== Raw data

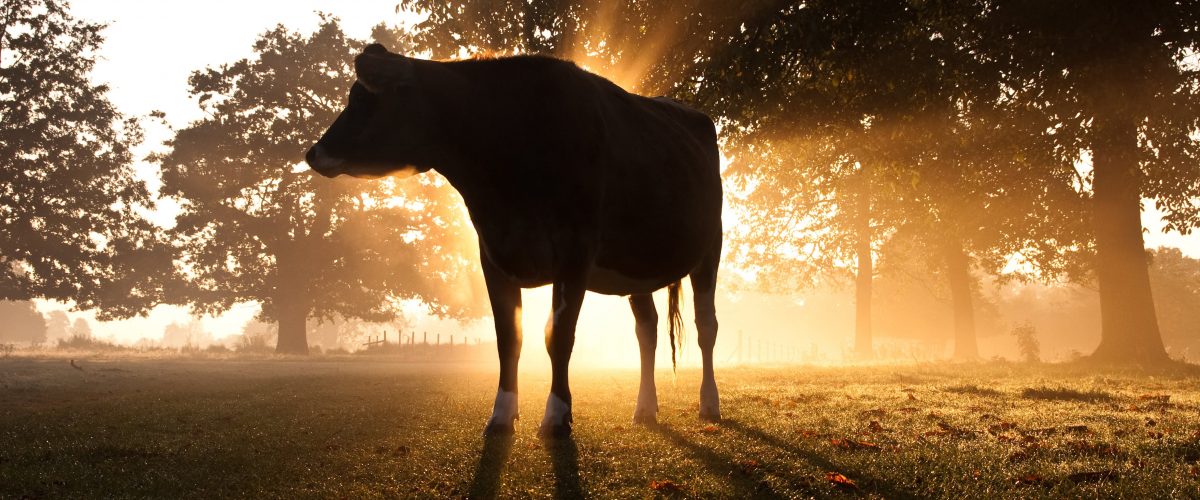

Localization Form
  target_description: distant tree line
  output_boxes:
[0,0,1200,363]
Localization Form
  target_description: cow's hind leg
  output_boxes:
[538,273,587,438]
[480,252,521,435]
[629,294,659,424]
[691,240,721,422]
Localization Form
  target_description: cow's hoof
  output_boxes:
[538,423,571,439]
[484,422,516,438]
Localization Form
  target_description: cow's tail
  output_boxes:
[667,282,683,374]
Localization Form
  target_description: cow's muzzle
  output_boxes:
[304,144,346,177]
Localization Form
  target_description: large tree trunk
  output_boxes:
[854,169,874,359]
[1092,112,1168,363]
[946,239,979,361]
[271,247,310,354]
[275,299,308,354]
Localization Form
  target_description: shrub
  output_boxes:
[1013,321,1042,363]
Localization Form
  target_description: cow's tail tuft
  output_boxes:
[667,282,683,374]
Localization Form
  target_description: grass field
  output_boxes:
[0,357,1200,498]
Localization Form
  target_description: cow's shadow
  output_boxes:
[542,436,584,499]
[467,435,584,499]
[467,434,515,499]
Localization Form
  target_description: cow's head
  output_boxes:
[305,43,431,179]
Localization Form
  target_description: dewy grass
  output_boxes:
[0,357,1200,498]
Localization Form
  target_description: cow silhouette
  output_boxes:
[306,44,722,436]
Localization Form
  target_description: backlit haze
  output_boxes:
[38,0,1200,367]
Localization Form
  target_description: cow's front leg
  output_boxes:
[538,273,587,438]
[629,294,659,424]
[480,251,521,435]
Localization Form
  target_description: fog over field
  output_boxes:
[2,1,1200,367]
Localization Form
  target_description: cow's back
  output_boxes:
[583,79,722,284]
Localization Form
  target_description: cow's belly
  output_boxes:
[588,266,683,295]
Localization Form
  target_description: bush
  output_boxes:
[1013,321,1042,363]
[58,333,125,351]
[234,332,275,354]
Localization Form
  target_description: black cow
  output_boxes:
[306,44,722,435]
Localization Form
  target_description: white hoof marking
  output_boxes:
[541,392,571,428]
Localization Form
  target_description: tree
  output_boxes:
[0,301,46,344]
[46,309,71,342]
[156,17,481,354]
[0,0,170,318]
[697,1,1084,359]
[67,318,91,339]
[982,0,1200,363]
[1150,248,1200,357]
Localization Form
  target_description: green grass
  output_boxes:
[0,357,1200,498]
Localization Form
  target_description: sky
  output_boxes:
[40,0,1200,360]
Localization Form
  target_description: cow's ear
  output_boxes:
[354,43,413,94]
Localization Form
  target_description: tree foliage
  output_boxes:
[0,0,170,318]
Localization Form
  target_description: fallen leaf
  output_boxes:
[937,422,977,438]
[1138,394,1171,404]
[988,422,1016,435]
[650,480,684,492]
[829,438,880,451]
[1066,441,1122,457]
[736,458,760,474]
[1067,470,1120,483]
[1013,474,1045,486]
[826,472,858,489]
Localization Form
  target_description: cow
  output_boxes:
[305,44,722,436]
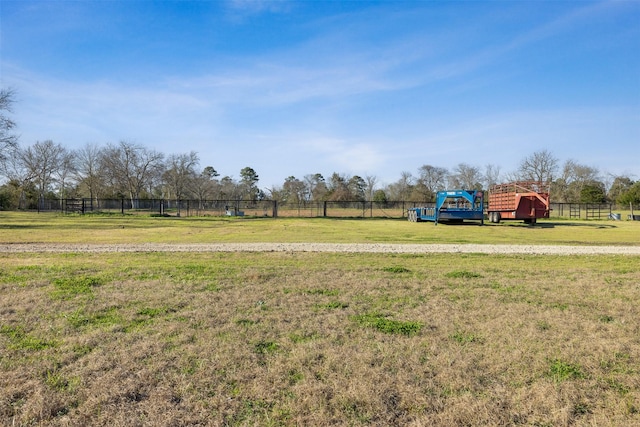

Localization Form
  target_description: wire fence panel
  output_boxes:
[17,198,640,219]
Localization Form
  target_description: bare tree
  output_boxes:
[191,166,220,209]
[387,171,415,200]
[364,175,378,201]
[304,173,329,201]
[518,150,558,182]
[416,165,449,202]
[20,140,65,207]
[101,141,164,207]
[0,89,18,161]
[75,144,105,203]
[163,151,200,200]
[282,176,309,215]
[484,164,500,190]
[54,148,76,199]
[0,148,34,209]
[449,163,482,190]
[552,159,604,203]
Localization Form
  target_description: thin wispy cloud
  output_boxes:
[0,1,640,186]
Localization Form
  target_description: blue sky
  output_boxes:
[0,0,640,188]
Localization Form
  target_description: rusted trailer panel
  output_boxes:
[487,181,549,224]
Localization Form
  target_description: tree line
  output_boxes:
[0,90,640,209]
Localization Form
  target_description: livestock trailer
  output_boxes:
[407,190,484,225]
[487,181,550,224]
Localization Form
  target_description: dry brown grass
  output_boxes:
[0,253,640,426]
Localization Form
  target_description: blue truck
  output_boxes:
[407,190,484,225]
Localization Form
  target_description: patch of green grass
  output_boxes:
[548,359,585,382]
[445,270,483,279]
[0,325,58,351]
[51,276,105,299]
[316,301,349,310]
[304,289,340,297]
[64,307,123,328]
[253,340,280,355]
[451,330,482,345]
[236,319,258,327]
[289,332,320,344]
[382,265,411,273]
[136,307,177,318]
[352,313,422,336]
[44,370,80,392]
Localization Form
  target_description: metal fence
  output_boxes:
[17,199,640,219]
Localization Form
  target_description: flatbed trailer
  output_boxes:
[407,190,484,225]
[487,181,550,224]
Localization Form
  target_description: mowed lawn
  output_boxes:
[0,214,640,426]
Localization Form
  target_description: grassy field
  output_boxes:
[0,214,640,426]
[0,212,640,246]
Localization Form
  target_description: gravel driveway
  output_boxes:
[0,243,640,255]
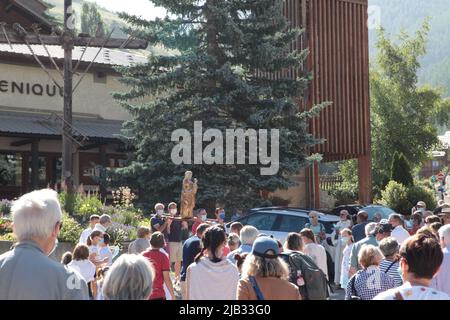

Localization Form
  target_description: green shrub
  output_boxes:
[0,232,16,241]
[58,213,83,244]
[329,186,359,206]
[75,196,103,217]
[381,181,411,214]
[391,152,414,187]
[0,218,12,234]
[407,185,437,210]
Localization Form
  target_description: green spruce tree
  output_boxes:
[81,2,107,37]
[391,152,414,187]
[110,0,328,210]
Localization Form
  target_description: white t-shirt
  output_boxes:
[391,226,411,245]
[98,246,112,266]
[67,260,96,283]
[78,228,93,244]
[373,282,450,300]
[89,245,100,261]
[304,243,328,279]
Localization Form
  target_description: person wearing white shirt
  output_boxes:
[431,225,450,294]
[331,210,352,285]
[67,244,97,299]
[374,234,450,300]
[300,228,328,279]
[339,229,353,288]
[98,233,113,267]
[389,213,410,245]
[78,214,100,244]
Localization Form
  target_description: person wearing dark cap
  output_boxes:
[439,208,450,225]
[349,219,392,277]
[352,210,369,242]
[237,236,301,300]
[389,213,410,245]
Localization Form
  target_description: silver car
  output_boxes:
[226,207,339,243]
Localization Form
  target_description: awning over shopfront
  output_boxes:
[0,112,123,140]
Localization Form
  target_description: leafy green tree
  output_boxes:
[340,21,450,198]
[81,2,107,37]
[111,0,328,212]
[391,152,414,187]
[370,21,450,190]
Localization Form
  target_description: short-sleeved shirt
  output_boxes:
[380,259,403,287]
[350,236,378,270]
[128,238,150,254]
[180,236,201,281]
[373,282,450,300]
[142,249,170,299]
[78,228,94,244]
[168,220,182,242]
[0,241,89,300]
[352,222,368,242]
[345,266,395,300]
[150,214,164,232]
[192,221,202,235]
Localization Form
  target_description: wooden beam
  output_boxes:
[11,139,36,147]
[0,32,148,49]
[78,142,104,151]
[31,139,39,190]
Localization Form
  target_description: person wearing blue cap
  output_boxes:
[186,226,239,300]
[237,236,301,300]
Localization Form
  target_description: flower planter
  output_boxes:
[0,240,75,262]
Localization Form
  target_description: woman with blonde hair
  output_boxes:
[237,236,301,300]
[345,244,395,300]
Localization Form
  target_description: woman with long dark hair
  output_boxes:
[186,226,239,300]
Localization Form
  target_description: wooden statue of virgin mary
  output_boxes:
[181,171,197,219]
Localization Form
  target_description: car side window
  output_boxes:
[277,215,309,232]
[246,212,277,230]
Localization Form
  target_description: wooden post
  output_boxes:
[358,154,372,204]
[61,0,74,200]
[99,144,109,199]
[31,139,39,190]
[313,162,320,209]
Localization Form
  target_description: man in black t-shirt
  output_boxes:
[150,203,169,233]
[167,202,188,282]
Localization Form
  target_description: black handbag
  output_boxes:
[350,274,361,300]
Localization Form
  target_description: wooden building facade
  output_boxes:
[284,0,372,208]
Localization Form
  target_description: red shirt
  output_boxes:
[223,246,231,258]
[142,249,170,300]
[192,221,202,236]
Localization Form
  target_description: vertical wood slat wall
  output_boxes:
[284,0,370,161]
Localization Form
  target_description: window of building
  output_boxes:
[28,157,48,188]
[94,71,108,83]
[0,153,22,187]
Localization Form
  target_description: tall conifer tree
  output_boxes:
[111,0,328,212]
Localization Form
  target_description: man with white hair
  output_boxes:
[103,254,155,300]
[0,189,89,300]
[227,226,259,263]
[389,213,410,245]
[93,214,111,233]
[431,225,450,294]
[349,219,392,277]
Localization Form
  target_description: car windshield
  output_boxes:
[319,220,336,234]
[362,206,395,221]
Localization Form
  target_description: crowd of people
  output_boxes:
[0,189,450,300]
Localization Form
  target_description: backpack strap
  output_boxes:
[384,260,397,273]
[249,277,264,300]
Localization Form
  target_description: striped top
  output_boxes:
[345,266,395,300]
[380,259,403,287]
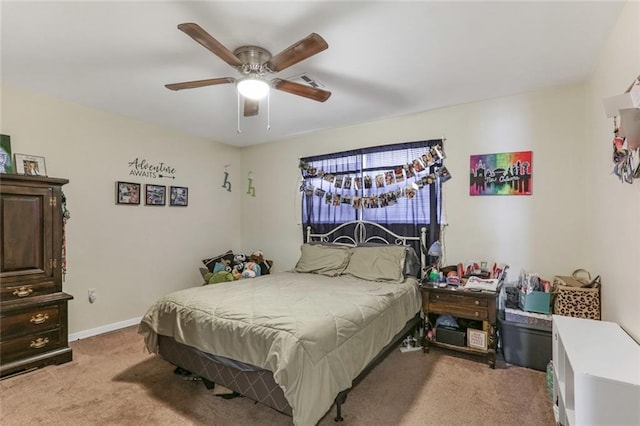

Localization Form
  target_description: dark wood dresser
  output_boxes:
[0,174,73,376]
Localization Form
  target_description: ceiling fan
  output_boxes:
[165,22,331,117]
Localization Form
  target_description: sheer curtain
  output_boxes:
[300,139,448,253]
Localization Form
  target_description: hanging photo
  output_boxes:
[384,172,393,186]
[169,186,189,207]
[404,185,416,200]
[431,145,446,161]
[342,176,352,189]
[304,184,315,197]
[353,195,362,210]
[364,175,373,189]
[353,177,362,191]
[393,166,404,183]
[438,166,451,183]
[413,158,424,173]
[402,164,415,179]
[144,184,167,206]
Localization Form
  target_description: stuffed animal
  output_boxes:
[249,250,273,275]
[212,260,231,274]
[204,269,235,285]
[242,262,260,278]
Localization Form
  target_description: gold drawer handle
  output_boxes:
[29,337,49,349]
[29,314,49,324]
[13,287,33,297]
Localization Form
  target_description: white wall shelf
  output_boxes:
[553,315,640,426]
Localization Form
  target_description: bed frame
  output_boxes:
[158,221,427,422]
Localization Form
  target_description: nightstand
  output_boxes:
[420,284,502,368]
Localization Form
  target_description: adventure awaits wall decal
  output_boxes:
[128,158,176,179]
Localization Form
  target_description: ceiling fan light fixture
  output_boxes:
[237,76,269,101]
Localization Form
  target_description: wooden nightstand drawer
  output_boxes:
[429,293,488,308]
[0,328,66,364]
[429,302,489,320]
[0,305,60,341]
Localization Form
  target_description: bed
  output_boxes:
[139,221,426,425]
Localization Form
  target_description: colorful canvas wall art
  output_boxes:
[469,151,533,195]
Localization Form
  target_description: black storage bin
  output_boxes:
[498,313,553,371]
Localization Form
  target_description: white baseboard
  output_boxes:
[69,317,142,342]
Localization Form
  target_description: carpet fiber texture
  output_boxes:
[0,327,555,426]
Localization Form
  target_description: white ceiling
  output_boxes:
[0,0,624,146]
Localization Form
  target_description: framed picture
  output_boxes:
[144,184,167,206]
[14,153,47,176]
[467,328,487,351]
[169,186,189,207]
[116,182,140,204]
[0,135,13,173]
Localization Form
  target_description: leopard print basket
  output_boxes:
[553,269,600,320]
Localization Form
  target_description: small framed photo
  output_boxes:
[169,186,189,207]
[13,153,47,176]
[116,182,140,205]
[0,135,13,173]
[467,328,487,351]
[144,184,167,206]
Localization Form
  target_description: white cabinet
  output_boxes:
[553,315,640,426]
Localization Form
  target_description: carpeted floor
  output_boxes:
[0,327,555,426]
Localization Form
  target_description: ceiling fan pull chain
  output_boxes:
[236,90,242,134]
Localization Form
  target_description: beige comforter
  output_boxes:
[139,272,421,425]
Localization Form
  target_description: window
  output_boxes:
[300,139,450,248]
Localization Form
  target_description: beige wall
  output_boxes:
[242,86,592,280]
[0,2,640,338]
[1,87,241,334]
[582,2,640,341]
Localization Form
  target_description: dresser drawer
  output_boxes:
[0,305,60,341]
[0,281,59,302]
[0,328,64,364]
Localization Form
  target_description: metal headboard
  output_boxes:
[305,220,427,280]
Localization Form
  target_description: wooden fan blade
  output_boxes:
[244,98,260,117]
[266,33,329,72]
[271,78,331,102]
[164,77,236,90]
[178,22,242,67]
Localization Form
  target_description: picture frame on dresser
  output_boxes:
[13,153,47,176]
[116,181,141,205]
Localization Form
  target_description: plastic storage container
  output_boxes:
[498,313,553,371]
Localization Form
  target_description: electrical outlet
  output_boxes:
[89,288,97,303]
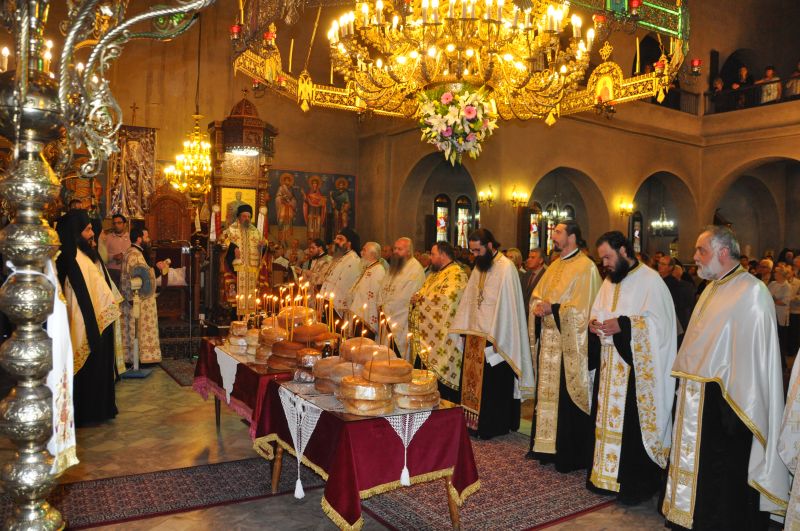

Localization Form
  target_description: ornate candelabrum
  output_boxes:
[0,0,214,530]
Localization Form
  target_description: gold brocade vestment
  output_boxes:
[528,249,600,454]
[408,262,467,390]
[224,221,266,314]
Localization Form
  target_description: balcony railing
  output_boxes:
[704,77,800,114]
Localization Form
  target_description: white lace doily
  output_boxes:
[278,387,322,499]
[384,410,431,487]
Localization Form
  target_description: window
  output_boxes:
[455,195,472,249]
[433,194,451,242]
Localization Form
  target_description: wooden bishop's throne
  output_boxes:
[145,184,200,320]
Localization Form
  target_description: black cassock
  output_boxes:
[531,304,594,472]
[587,315,666,504]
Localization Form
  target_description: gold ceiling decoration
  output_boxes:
[231,0,688,124]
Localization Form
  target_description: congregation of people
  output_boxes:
[57,197,800,529]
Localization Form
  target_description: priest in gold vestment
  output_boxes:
[589,231,678,505]
[528,220,600,472]
[408,242,467,403]
[450,228,534,439]
[663,226,789,530]
[223,204,267,315]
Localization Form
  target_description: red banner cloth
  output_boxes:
[192,337,292,438]
[255,382,480,529]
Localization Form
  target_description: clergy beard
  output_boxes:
[475,249,494,273]
[389,255,408,276]
[78,237,100,263]
[608,255,631,284]
[695,253,722,280]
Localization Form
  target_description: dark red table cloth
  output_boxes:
[254,382,480,529]
[192,337,292,437]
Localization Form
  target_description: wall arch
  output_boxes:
[633,171,697,258]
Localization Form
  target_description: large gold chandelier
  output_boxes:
[328,0,594,120]
[164,114,211,204]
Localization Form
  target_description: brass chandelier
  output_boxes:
[328,0,594,121]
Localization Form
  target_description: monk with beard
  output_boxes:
[56,210,124,426]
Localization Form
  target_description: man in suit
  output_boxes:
[520,249,547,316]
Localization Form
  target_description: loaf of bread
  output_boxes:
[272,341,305,360]
[297,348,322,367]
[394,391,439,409]
[329,361,364,385]
[347,343,398,365]
[260,326,289,346]
[336,376,392,401]
[393,369,438,395]
[314,356,343,379]
[228,336,247,347]
[361,357,413,384]
[294,323,328,343]
[267,356,297,371]
[244,328,260,347]
[314,376,338,395]
[230,321,247,336]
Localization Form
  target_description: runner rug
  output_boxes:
[0,457,323,529]
[160,358,196,387]
[362,433,613,531]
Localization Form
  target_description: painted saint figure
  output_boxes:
[301,175,328,239]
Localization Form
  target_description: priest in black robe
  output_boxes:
[528,220,600,472]
[589,231,677,504]
[56,210,124,426]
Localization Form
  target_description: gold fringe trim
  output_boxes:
[672,371,767,448]
[747,481,789,515]
[322,496,364,531]
[253,433,328,481]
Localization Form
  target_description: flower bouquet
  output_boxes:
[417,84,497,166]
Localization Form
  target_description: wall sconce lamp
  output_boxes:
[478,186,494,207]
[511,185,528,208]
[619,201,633,217]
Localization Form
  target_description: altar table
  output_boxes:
[192,337,292,437]
[253,381,480,529]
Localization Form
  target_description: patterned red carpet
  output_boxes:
[0,457,323,529]
[362,433,612,531]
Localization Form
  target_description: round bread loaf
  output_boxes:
[278,306,317,330]
[230,321,247,336]
[267,356,297,371]
[256,346,272,363]
[394,391,439,409]
[314,376,337,395]
[393,369,438,395]
[260,326,289,346]
[272,341,305,360]
[225,343,247,355]
[341,337,375,357]
[314,356,343,379]
[297,348,322,367]
[329,361,364,385]
[361,357,413,383]
[339,398,394,417]
[347,343,397,365]
[336,376,392,401]
[294,323,328,343]
[244,328,260,347]
[228,336,247,347]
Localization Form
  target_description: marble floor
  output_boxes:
[0,367,663,530]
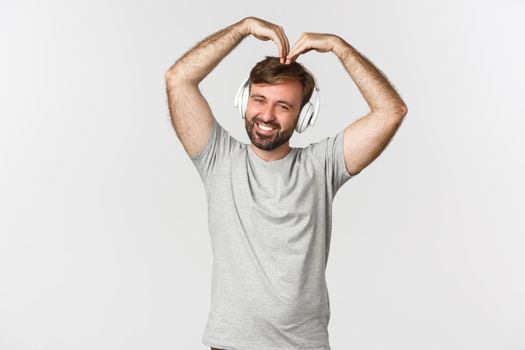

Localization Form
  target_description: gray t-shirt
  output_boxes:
[188,119,352,350]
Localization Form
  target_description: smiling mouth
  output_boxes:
[254,122,277,135]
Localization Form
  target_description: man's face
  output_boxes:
[244,80,303,151]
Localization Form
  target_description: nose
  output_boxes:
[259,103,276,123]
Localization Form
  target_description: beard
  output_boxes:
[244,118,297,151]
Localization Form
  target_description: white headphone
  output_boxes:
[235,77,319,133]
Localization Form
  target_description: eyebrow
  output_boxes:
[251,94,294,109]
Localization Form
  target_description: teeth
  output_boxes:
[257,123,275,131]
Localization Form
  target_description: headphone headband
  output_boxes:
[234,77,320,133]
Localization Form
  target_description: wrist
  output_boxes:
[332,35,352,58]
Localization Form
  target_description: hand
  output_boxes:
[242,17,290,63]
[285,33,339,64]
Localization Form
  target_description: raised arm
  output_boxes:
[286,33,408,175]
[165,17,289,156]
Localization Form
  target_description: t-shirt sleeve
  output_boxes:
[307,129,357,196]
[186,118,242,183]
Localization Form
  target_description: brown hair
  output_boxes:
[250,56,315,110]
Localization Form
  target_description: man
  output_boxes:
[166,17,407,350]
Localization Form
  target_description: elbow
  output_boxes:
[164,67,198,87]
[398,103,408,117]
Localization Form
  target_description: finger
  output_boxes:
[274,30,286,63]
[279,27,290,63]
[286,38,305,62]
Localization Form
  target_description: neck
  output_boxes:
[250,142,291,162]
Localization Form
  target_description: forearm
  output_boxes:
[166,20,249,85]
[333,37,407,116]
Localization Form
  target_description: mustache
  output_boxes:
[252,118,280,129]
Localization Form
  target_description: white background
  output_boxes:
[0,0,525,350]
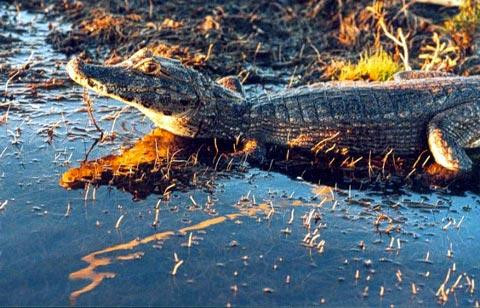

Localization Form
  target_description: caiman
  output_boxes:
[67,48,480,173]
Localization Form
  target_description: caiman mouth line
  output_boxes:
[66,58,132,108]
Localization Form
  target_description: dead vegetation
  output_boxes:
[3,0,480,86]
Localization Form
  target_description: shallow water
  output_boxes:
[0,8,480,306]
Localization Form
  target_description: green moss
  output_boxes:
[338,50,401,81]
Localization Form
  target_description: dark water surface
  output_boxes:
[0,7,480,306]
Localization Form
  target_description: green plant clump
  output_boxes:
[338,49,401,81]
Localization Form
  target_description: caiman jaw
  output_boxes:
[66,53,210,137]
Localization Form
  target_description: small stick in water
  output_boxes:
[115,214,125,229]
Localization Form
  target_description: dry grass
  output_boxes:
[445,0,480,50]
[338,50,401,81]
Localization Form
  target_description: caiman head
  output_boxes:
[67,48,244,137]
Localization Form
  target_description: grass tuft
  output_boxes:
[338,49,401,81]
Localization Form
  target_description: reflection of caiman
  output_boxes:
[67,49,480,172]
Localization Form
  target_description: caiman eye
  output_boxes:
[134,58,160,75]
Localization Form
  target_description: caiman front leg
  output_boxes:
[428,102,480,173]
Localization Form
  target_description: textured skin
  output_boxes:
[67,49,480,172]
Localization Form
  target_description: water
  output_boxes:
[0,4,480,306]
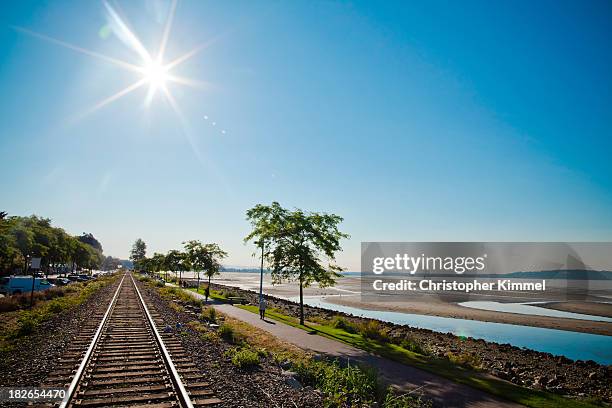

====

### Task description
Locate each line in the records above that contains the word "floor", and copy every such line in full.

### Result of this exercise
  target_description: carpeted floor
  target_description: marble floor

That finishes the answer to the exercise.